- [What you have to do] Print every record exactly, omitting none.

Saved entries:
┄┄┄┄┄┄┄┄┄┄

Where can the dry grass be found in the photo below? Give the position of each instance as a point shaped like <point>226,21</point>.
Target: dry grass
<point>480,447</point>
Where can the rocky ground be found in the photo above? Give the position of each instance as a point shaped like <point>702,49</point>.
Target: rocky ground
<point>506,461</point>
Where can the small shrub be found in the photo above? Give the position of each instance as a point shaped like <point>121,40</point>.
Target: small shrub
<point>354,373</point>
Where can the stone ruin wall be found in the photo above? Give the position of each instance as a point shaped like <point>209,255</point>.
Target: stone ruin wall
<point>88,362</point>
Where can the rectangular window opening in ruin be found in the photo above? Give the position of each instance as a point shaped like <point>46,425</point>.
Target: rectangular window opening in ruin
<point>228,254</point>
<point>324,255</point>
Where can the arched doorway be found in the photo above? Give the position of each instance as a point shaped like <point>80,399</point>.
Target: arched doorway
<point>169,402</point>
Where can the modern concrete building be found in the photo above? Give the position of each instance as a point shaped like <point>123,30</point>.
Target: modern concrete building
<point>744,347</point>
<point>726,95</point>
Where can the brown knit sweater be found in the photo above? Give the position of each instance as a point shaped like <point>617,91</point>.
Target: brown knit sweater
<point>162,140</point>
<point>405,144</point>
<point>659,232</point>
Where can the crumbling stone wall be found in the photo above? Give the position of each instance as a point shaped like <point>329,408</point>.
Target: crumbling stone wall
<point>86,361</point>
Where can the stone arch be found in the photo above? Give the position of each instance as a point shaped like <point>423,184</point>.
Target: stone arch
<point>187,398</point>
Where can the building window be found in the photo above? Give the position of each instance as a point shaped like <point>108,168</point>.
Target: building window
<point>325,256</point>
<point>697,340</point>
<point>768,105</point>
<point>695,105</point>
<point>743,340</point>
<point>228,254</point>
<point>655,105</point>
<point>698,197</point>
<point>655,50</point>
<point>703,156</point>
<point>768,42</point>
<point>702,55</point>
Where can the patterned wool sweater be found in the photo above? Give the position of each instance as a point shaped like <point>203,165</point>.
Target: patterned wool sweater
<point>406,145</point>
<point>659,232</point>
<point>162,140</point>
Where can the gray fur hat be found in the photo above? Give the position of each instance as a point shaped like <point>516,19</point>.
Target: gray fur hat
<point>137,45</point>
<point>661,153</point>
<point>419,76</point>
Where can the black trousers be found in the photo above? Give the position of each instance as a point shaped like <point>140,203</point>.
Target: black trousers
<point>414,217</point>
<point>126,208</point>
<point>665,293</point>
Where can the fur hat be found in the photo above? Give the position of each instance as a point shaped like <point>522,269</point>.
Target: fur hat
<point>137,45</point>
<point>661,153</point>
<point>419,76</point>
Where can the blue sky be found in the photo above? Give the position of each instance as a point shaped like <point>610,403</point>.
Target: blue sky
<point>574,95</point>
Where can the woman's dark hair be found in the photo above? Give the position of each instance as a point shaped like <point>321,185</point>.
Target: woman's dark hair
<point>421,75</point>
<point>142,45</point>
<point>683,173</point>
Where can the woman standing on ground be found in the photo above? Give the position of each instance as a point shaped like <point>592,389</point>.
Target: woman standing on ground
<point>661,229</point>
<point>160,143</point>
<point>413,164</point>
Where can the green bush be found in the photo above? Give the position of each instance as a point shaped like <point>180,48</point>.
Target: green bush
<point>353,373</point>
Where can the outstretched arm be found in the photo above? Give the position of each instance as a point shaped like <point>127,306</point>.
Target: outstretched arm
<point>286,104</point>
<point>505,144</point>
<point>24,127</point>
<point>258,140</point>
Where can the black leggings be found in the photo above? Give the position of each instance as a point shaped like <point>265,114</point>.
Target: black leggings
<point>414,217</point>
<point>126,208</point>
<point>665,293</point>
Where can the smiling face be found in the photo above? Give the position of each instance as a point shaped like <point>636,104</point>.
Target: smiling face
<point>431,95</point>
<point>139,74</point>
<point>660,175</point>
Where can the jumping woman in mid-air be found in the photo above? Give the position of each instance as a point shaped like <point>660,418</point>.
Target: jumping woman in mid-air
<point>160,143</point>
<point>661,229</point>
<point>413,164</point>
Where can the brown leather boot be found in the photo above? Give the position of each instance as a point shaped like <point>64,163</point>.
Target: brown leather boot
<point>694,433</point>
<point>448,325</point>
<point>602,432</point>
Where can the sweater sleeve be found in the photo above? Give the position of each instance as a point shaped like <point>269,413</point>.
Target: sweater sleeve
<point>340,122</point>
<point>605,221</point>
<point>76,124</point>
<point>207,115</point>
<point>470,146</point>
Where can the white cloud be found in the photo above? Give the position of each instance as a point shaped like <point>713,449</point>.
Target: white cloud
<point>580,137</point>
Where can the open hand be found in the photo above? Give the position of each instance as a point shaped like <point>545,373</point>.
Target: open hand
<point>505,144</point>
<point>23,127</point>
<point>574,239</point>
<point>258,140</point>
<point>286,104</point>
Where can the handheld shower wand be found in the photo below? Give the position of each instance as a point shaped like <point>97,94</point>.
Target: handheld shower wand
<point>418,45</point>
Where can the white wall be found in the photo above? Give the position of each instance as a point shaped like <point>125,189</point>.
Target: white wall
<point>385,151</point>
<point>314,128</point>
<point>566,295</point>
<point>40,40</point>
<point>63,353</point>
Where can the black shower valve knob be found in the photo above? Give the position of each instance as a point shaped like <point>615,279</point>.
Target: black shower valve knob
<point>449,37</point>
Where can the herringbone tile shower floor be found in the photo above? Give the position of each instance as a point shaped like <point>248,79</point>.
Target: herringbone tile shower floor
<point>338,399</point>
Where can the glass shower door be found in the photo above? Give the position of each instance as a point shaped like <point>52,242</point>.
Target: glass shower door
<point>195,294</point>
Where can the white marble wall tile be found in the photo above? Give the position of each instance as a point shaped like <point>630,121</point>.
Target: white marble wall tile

┄┄┄┄┄┄┄┄┄┄

- [Result of this exercise]
Where can the dry grass be found in the photo below? Give the position of each instance as a point shaped like <point>226,21</point>.
Target: dry grass
<point>480,447</point>
Where can the rocky ground be found in the photo above? Give the position of each instance as a point shaped like <point>702,49</point>.
Target: rocky ground
<point>506,461</point>
Where can the small shrub be found in the photo above? Give the position of each instance as a point shaped like <point>121,40</point>.
Target: small shrub
<point>354,373</point>
Where can the stone ruin wall be found in the photo above? Give the position of each instance as a point shaped like <point>209,255</point>.
Target: stone ruin wall
<point>88,362</point>
Where can the rectangular window opening in ruin be found in the photo above? Give the position of each instance as a point shaped like <point>46,425</point>.
Target: rectangular window opening in ruin
<point>228,254</point>
<point>324,255</point>
Where can the arched doorway be found in the photo above? Give the position of each instance as a point shaped like <point>80,399</point>.
Target: arched doorway
<point>169,402</point>
Where can the modern concrete building be found in the photo above? Give the position of each instance as a point shaped like <point>123,30</point>.
Target: modern concrete building
<point>744,347</point>
<point>726,95</point>
Where can the brown knit sweater be found in the photo above? Give the position of each instance as a point shaped like <point>617,91</point>.
Target: brown knit sweater
<point>162,140</point>
<point>405,144</point>
<point>659,232</point>
Where can the crumbling stone wall be found in the photo above? Give the position of each instance as a point shaped like <point>329,408</point>.
Target: crumbling stone wall
<point>86,361</point>
Where can the stone arch be found in the photo above? Give the position of each instance as a point shaped like <point>423,184</point>.
Target: stone arch
<point>187,398</point>
Where can the building window be found in the photo above? Give the position of each instance as a point shaped like <point>108,168</point>.
Target: building window
<point>325,256</point>
<point>697,340</point>
<point>768,105</point>
<point>695,105</point>
<point>743,340</point>
<point>228,254</point>
<point>655,105</point>
<point>698,197</point>
<point>655,50</point>
<point>703,156</point>
<point>768,42</point>
<point>702,55</point>
Where can the patterned wool sweater be found in the photo above? Give the position of each instance as a point shaped like <point>203,165</point>.
Target: patterned wool sweater
<point>406,145</point>
<point>659,232</point>
<point>162,140</point>
Where can the gray fur hat be found in the photo above? Give the position of each instance as a point shaped like <point>516,19</point>.
Target: gray fur hat
<point>137,45</point>
<point>661,153</point>
<point>419,76</point>
Where can the black trousers be found in the photo above? Give the position of each instance as a point shaped like <point>140,203</point>.
Target: black trousers
<point>414,217</point>
<point>126,208</point>
<point>665,293</point>
Where can the fur hat be found in the photo above? Give the position of each instance as a point shaped like <point>522,269</point>.
Target: fur hat
<point>137,45</point>
<point>661,153</point>
<point>419,76</point>
Where can the blue sky be found in the photo above? Give the position of each instance as a point shaped like <point>610,403</point>.
Target: blue sky
<point>574,95</point>
Where can the woman's dark hair be found in the photo above? Give the position of each instance as a point shaped like <point>321,185</point>.
Target: woman's dark hair
<point>421,75</point>
<point>142,45</point>
<point>683,173</point>
Where can the woman standing on ground be found in the photo above? Give the position of each instance as a point shaped like <point>592,389</point>.
Target: woman standing on ground
<point>661,229</point>
<point>160,143</point>
<point>413,164</point>
Where can the green bush be found in the photo above? Give the position of each instance as a point shaped like <point>180,48</point>.
Target: green bush
<point>353,373</point>
Where can the outstretched arm be found in the photo above? Give the position of each instance as a point shaped like <point>127,306</point>.
Target: outstretched arm
<point>286,104</point>
<point>505,144</point>
<point>24,127</point>
<point>258,140</point>
Where can the black leggings be found in the photo above? Give the position of each instance as a point shaped like <point>265,114</point>.
Target: black leggings
<point>414,217</point>
<point>126,208</point>
<point>665,293</point>
Where can the smiling face be found in the photo above? Give the position of each instance as a point shaped like <point>636,104</point>.
Target: smiling face
<point>431,95</point>
<point>139,74</point>
<point>660,175</point>
Where can the jumping woman in mid-air be found in the photo above? Give the position of each instance as a point shaped like <point>660,418</point>.
Target: jumping woman in mid-air
<point>160,143</point>
<point>661,229</point>
<point>413,164</point>
Where can the brown leather boot be found in the photo above? Give the position of each instance as a point shaped like <point>64,163</point>.
Target: brown leather boot
<point>694,433</point>
<point>448,325</point>
<point>602,432</point>
Where can the sweater sleeve be found in the photo above? Give the position of each instance as a point shaped like <point>269,413</point>.
Target: sweater sleeve
<point>340,122</point>
<point>605,221</point>
<point>76,124</point>
<point>207,115</point>
<point>470,146</point>
Where can the white cloud be found in the photo above? Give the position of each instance as a point shaped like <point>713,449</point>.
Target: white cloud
<point>580,137</point>
Where can the open hand be found in the photo above? Give the position of each instance as a point shaped like <point>545,373</point>.
Target: open hand
<point>505,144</point>
<point>23,127</point>
<point>574,239</point>
<point>258,140</point>
<point>286,104</point>
Where can the handheld shower wand be found in the photo below? Give the position of each instance as a point shaped like <point>97,94</point>.
Target: handheld shower wand
<point>418,45</point>
Where can the white wall be found in the photo above? Give the position of each instance as a point shaped like <point>125,189</point>.
Target: white wall
<point>385,151</point>
<point>314,128</point>
<point>566,295</point>
<point>40,40</point>
<point>63,353</point>
Where can the black shower valve knob be found in the photo above? Give the position of each instance as a point shaped like <point>615,279</point>.
Target: black shower valve knob
<point>449,37</point>
Where can the herringbone tile shower floor be found in the photo above? Give the position of each instance as a point shaped like <point>248,79</point>.
Target: herringbone tile shower floor
<point>338,399</point>
Where can the glass shower door be found in the photo above? Give the position of each instance as a point shaped like <point>52,242</point>.
Target: glass shower door
<point>195,294</point>
Where can the white marble wall tile be found in the photo above? Give the position of each instance as a point shaped like <point>630,121</point>.
Target: white marble wall tile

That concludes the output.